(Photo-based referring expression data)
• • • • •

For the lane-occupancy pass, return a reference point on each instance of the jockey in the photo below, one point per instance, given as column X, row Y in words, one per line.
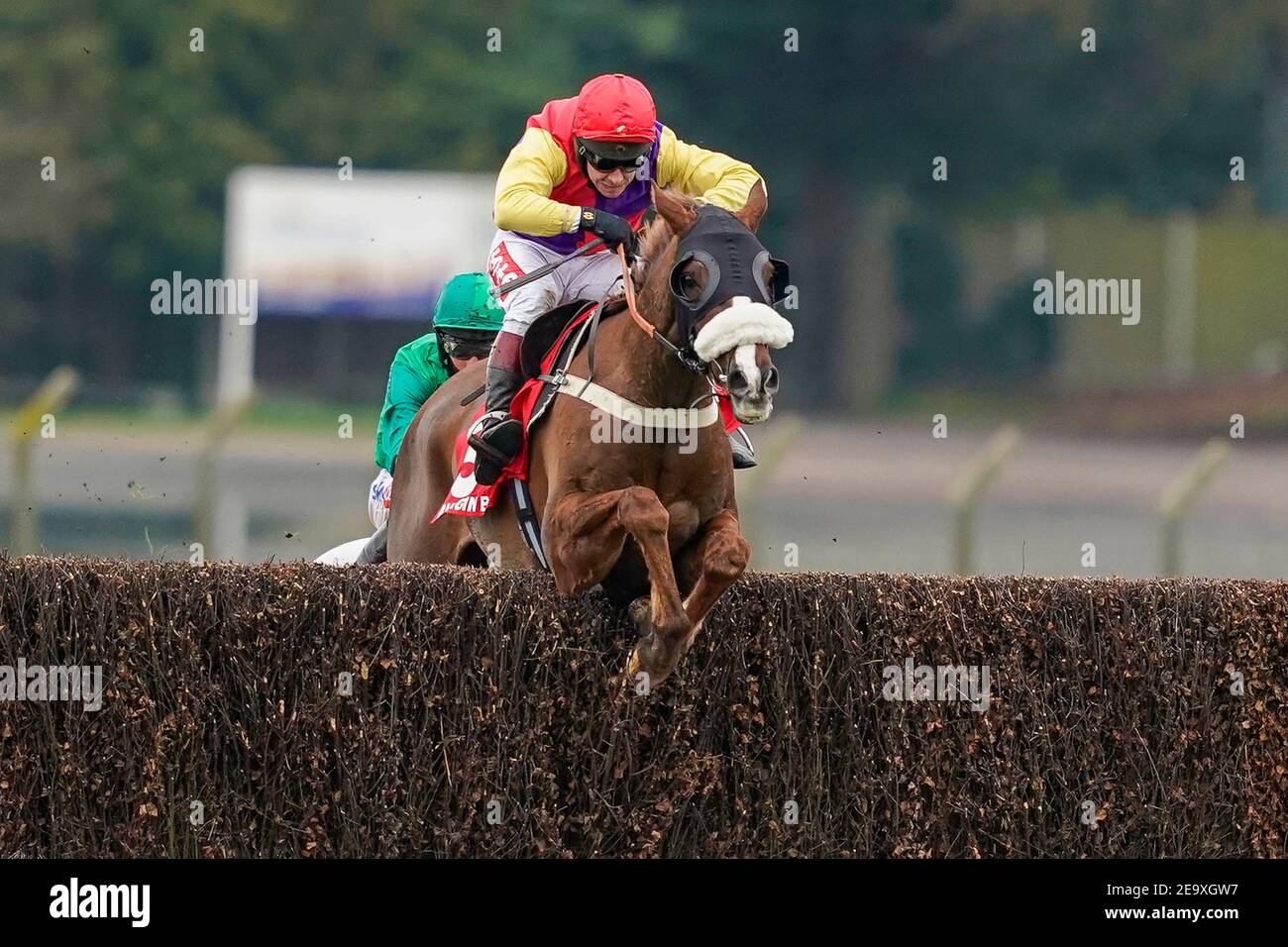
column 584, row 169
column 467, row 320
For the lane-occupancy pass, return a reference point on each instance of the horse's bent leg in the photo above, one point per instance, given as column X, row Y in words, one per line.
column 585, row 535
column 719, row 556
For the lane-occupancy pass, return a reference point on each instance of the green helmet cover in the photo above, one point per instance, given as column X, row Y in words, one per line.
column 465, row 303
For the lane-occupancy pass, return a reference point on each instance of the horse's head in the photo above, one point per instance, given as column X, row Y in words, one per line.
column 722, row 285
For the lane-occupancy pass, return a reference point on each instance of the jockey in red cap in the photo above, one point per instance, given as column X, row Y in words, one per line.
column 584, row 169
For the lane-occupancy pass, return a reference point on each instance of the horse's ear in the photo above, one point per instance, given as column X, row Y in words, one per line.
column 677, row 209
column 755, row 208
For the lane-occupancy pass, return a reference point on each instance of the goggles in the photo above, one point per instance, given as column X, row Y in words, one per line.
column 465, row 347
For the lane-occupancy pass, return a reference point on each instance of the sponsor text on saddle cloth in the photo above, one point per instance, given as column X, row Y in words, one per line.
column 468, row 497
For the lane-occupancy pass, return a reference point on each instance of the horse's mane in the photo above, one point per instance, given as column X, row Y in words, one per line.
column 651, row 247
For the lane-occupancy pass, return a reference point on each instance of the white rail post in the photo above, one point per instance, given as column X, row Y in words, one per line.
column 969, row 487
column 1180, row 496
column 52, row 394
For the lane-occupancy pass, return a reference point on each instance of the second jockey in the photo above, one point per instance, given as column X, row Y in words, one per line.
column 465, row 324
column 584, row 169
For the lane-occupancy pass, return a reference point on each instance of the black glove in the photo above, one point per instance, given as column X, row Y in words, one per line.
column 614, row 230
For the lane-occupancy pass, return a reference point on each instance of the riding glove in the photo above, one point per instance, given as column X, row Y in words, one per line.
column 614, row 230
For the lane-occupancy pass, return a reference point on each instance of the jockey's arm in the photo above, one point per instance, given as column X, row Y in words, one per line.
column 536, row 165
column 707, row 174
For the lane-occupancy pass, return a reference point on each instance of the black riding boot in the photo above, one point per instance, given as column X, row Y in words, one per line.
column 376, row 548
column 501, row 436
column 743, row 454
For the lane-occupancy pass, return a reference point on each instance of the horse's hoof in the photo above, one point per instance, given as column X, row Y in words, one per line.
column 642, row 613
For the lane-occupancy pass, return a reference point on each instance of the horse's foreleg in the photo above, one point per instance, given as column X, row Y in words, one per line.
column 585, row 535
column 719, row 556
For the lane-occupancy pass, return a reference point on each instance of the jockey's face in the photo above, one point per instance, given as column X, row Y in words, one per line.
column 610, row 183
column 459, row 364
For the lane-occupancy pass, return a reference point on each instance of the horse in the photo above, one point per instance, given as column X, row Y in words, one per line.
column 652, row 525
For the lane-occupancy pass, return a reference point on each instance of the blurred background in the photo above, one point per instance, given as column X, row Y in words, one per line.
column 926, row 162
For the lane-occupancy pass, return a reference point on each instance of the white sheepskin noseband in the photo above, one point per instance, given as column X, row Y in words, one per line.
column 742, row 324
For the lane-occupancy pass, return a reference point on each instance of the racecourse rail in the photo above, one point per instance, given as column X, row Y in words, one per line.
column 413, row 710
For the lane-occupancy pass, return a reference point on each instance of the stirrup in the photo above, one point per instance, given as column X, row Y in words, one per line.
column 496, row 446
column 376, row 549
column 743, row 454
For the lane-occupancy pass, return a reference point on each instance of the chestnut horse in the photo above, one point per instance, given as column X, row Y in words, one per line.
column 638, row 518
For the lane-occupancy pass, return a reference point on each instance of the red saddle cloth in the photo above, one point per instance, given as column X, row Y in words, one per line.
column 468, row 497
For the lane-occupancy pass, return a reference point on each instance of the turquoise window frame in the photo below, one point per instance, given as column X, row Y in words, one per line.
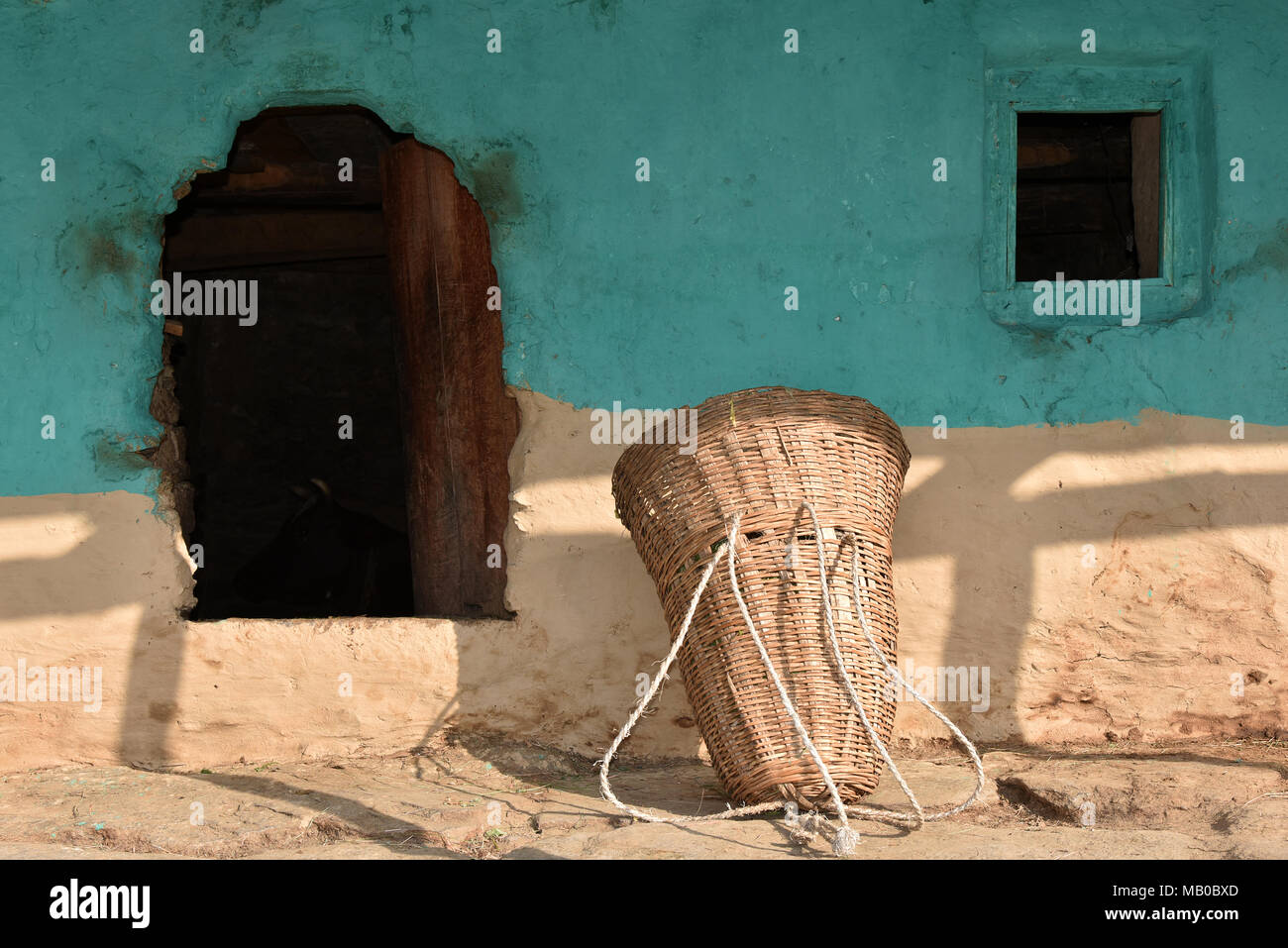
column 1173, row 89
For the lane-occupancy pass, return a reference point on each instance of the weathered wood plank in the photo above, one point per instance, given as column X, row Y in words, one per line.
column 459, row 421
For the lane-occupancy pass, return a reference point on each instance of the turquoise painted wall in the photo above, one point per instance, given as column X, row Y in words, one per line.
column 768, row 170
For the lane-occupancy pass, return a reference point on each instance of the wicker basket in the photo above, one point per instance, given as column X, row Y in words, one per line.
column 763, row 453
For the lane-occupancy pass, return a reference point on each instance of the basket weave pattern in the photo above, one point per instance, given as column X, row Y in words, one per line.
column 763, row 453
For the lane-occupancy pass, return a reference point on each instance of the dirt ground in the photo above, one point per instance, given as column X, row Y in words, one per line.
column 480, row 797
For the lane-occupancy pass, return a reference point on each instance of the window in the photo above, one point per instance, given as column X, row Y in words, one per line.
column 1086, row 196
column 1094, row 172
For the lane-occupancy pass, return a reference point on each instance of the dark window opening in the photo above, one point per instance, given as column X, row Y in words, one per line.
column 297, row 449
column 1087, row 196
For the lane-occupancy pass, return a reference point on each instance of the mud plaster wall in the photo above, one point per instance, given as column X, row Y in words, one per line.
column 810, row 170
column 1186, row 588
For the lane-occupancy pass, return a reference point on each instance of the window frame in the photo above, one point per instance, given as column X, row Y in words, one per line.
column 1173, row 90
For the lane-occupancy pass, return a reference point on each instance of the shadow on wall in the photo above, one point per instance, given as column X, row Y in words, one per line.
column 1008, row 514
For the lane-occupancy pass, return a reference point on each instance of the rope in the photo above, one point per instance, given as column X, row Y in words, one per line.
column 804, row 827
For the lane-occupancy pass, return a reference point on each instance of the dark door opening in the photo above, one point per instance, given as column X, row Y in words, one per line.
column 296, row 420
column 1087, row 196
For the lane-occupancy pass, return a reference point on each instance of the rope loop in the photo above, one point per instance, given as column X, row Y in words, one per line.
column 802, row 827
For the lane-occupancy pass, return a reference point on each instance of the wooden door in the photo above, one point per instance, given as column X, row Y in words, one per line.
column 459, row 421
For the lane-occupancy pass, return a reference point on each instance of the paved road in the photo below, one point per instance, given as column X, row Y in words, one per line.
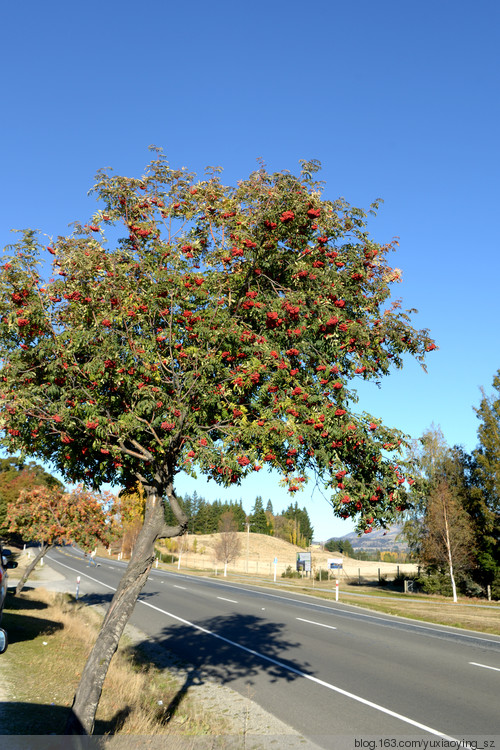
column 327, row 669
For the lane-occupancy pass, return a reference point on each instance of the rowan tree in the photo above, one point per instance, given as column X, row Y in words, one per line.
column 191, row 325
column 50, row 516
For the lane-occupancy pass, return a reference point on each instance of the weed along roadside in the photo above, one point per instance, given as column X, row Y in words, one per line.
column 51, row 635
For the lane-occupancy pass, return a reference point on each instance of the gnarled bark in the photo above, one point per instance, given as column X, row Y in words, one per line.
column 86, row 700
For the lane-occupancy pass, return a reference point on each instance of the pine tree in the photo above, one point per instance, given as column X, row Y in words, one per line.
column 258, row 519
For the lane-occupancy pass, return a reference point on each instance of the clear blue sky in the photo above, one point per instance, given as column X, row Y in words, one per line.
column 398, row 100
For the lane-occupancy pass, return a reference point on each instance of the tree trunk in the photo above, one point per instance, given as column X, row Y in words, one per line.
column 450, row 558
column 31, row 567
column 86, row 700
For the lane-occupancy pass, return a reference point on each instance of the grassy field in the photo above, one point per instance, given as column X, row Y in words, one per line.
column 51, row 635
column 50, row 638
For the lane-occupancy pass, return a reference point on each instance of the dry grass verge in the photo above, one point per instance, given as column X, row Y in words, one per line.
column 50, row 638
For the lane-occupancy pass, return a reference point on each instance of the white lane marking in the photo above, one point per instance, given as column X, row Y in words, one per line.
column 311, row 622
column 286, row 667
column 485, row 666
column 383, row 620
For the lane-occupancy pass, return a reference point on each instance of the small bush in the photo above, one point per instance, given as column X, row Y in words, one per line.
column 166, row 557
column 290, row 573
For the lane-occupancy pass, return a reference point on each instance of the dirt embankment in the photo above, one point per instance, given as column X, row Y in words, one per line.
column 257, row 553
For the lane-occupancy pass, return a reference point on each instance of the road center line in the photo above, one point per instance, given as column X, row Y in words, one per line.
column 306, row 676
column 286, row 667
column 485, row 666
column 311, row 622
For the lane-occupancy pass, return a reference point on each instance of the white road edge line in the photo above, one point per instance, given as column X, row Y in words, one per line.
column 485, row 666
column 277, row 663
column 311, row 622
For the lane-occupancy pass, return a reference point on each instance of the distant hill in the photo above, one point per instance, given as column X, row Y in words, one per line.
column 379, row 539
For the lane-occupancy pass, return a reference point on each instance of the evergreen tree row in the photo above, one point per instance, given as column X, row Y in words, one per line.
column 293, row 524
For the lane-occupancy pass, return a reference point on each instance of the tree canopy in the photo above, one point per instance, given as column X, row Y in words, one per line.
column 224, row 329
column 196, row 326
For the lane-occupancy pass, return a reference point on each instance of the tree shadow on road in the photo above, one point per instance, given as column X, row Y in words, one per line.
column 228, row 650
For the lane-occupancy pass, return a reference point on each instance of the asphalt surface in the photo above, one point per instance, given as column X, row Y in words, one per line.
column 337, row 674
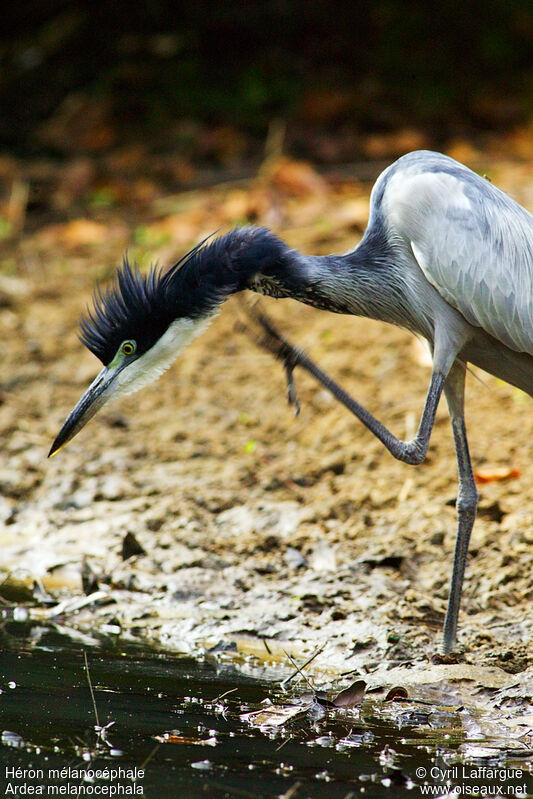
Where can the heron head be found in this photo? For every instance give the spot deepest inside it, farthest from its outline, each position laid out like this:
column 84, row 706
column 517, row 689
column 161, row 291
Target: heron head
column 137, row 328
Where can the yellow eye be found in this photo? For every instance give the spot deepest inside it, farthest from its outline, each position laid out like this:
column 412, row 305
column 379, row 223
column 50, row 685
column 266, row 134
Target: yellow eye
column 128, row 347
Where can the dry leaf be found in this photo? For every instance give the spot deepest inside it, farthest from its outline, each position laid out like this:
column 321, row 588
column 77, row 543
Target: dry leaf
column 497, row 474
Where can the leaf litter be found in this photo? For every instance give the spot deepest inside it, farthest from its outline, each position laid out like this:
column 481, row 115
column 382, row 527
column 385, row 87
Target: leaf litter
column 195, row 543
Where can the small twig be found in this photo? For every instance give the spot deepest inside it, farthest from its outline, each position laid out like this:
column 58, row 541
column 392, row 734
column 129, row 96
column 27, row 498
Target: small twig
column 91, row 688
column 299, row 668
column 231, row 691
column 149, row 757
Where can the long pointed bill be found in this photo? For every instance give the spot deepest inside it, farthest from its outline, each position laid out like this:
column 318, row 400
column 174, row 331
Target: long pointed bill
column 98, row 393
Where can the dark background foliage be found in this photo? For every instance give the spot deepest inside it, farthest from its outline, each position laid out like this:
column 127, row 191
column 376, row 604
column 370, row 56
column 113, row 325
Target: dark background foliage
column 144, row 69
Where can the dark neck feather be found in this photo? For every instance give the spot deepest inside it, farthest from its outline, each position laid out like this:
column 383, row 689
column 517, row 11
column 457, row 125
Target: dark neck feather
column 207, row 276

• • • • •

(Problem to solve)
The lines to return run from the one containing "column 127, row 191" through the last line of the records above. Give them exactly and include nothing more.

(Exercise answer)
column 127, row 191
column 376, row 604
column 370, row 56
column 113, row 325
Target: dark background foliage
column 144, row 69
Where can the dark neck feather be found in this photo? For every instance give the spot deepest inside it, farthest from its outline, each position laid out like this:
column 383, row 689
column 517, row 11
column 457, row 125
Target: dark neck feather
column 207, row 276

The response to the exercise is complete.